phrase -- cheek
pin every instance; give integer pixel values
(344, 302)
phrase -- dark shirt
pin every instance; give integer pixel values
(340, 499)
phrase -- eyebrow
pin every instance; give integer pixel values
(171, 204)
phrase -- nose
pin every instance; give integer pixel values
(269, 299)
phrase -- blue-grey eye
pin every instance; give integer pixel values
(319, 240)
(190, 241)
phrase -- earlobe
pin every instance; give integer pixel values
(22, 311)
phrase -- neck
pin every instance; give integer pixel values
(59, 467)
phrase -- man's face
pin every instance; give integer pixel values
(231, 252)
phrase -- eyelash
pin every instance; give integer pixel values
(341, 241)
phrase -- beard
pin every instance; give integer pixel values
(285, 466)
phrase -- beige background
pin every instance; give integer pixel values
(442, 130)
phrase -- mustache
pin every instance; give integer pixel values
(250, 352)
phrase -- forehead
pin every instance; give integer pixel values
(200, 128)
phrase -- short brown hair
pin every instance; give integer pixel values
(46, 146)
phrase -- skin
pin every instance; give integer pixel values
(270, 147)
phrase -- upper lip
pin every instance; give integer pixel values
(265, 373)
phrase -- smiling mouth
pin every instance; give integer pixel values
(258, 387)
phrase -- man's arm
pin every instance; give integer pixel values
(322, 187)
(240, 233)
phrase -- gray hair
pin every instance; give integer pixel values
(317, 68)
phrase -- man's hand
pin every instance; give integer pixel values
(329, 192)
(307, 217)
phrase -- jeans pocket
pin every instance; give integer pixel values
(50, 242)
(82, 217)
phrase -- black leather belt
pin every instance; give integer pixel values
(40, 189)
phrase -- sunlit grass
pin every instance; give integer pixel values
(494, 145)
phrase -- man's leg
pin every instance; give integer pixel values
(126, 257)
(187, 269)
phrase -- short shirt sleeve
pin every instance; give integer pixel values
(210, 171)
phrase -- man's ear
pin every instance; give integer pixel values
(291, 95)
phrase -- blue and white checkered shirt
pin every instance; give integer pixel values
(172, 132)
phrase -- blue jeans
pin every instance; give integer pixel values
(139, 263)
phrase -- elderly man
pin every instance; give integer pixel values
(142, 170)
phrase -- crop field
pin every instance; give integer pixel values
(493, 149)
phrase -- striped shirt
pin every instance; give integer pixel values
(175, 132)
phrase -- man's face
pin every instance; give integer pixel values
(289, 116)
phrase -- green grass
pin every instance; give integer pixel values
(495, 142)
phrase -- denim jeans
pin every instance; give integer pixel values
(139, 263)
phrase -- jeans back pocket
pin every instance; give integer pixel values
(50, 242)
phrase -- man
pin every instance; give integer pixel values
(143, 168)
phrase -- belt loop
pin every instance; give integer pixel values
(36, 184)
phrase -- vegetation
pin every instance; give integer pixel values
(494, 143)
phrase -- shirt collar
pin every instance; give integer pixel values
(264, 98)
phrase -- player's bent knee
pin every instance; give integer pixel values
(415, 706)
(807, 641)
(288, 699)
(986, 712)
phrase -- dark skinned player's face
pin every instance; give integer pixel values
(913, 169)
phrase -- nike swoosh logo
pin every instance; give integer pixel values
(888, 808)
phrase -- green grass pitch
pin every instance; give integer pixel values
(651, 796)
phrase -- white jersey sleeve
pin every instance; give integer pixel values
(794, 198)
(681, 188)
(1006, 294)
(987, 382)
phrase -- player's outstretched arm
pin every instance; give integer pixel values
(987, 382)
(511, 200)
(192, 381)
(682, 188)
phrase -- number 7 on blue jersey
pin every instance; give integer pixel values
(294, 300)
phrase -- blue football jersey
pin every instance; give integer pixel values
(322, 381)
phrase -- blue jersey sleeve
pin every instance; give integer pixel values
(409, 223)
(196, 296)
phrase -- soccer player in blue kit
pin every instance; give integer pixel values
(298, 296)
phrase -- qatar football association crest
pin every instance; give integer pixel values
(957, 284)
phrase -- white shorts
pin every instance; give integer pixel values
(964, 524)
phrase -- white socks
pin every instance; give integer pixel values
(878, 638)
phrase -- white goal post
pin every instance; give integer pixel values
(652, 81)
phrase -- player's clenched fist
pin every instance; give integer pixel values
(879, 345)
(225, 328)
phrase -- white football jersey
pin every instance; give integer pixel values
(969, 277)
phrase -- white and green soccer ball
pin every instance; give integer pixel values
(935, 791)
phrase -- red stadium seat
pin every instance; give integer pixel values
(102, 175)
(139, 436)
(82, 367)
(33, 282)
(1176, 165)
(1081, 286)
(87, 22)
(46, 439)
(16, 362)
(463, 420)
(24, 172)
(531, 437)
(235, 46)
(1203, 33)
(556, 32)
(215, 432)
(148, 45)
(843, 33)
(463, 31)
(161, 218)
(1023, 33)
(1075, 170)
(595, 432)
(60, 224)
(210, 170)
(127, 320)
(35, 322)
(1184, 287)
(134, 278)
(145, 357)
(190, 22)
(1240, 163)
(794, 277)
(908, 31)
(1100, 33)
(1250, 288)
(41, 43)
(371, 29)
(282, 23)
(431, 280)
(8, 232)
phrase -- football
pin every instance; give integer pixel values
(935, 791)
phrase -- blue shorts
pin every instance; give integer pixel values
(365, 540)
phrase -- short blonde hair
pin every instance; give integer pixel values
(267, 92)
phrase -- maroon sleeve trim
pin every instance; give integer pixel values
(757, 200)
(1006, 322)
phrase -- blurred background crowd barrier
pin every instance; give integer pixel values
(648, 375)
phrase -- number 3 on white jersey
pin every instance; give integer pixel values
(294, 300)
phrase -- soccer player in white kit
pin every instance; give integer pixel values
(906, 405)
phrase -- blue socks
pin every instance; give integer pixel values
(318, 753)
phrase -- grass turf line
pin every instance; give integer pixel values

^^^^^^^^^^^^^^^^

→ **REQUIREMENTS**:
Nothing outside the span should appear: transcribe the lines from the one containing "phrase -- blue football jersey" through the last line of the records.

→ **WRITTEN ANSWER**:
phrase -- blue football jersey
pin every instance; give integer pixel values
(322, 381)
phrase -- blue jersey sleeve
pin every instance; give integer pixel values
(409, 223)
(196, 296)
phrase -- soccer player in blue kit
pin every instance; give integer pixel values
(298, 296)
phrase -- qatar football association crest
pin every instance; give integer pixel values
(957, 284)
phrase -- white shorts
pin every instance; give integer pixel values
(964, 524)
phrase -- white socks
pin every instance; give integer pixel values
(878, 638)
phrase -- white goal post
pin every instance; give integer pixel values
(652, 81)
phrase -- player's clenched fist
pin every instance; give integer pixel values
(879, 345)
(225, 328)
phrase -- white football jersey
pin every instance; give integer pixel values
(969, 277)
phrase -- white and green soccer ball
pin every instance; give integer pixel values
(935, 791)
phrase -- red stadium seat
pin every instance; give integer pixel values
(102, 175)
(139, 436)
(82, 367)
(33, 282)
(1176, 165)
(1081, 286)
(87, 22)
(46, 439)
(16, 362)
(463, 420)
(24, 172)
(531, 437)
(235, 46)
(1203, 33)
(556, 32)
(215, 432)
(148, 45)
(843, 33)
(463, 31)
(161, 218)
(1023, 33)
(1075, 170)
(595, 432)
(60, 224)
(210, 170)
(127, 320)
(35, 322)
(1184, 287)
(134, 278)
(145, 357)
(190, 22)
(1240, 163)
(794, 277)
(908, 31)
(1100, 33)
(1250, 288)
(41, 43)
(371, 29)
(282, 23)
(431, 280)
(8, 232)
phrase -- football
pin every instance; give integer pixel values
(935, 791)
phrase -- blue shorts
pin every instance; give integer pixel values
(365, 540)
phrase -- short blonde hair
pin every instance; give integer pixel values
(267, 92)
phrase -- maroon sleeve trim
pin every instance; give integer pixel values
(757, 200)
(1006, 322)
phrase -- blurred background crowd barrier
pin every instance; give integer pixel values
(648, 375)
phrase -- number 3 on white jersey
pin every instance; give integer pixel values
(294, 300)
phrase -- soccer player in white kit
pin every instance; give integer pixel values
(906, 405)
phrase -- blue socks
pin every instance; give integer pixel values
(318, 753)
phrase -- grass turf line
pin every instance; give integer pixel values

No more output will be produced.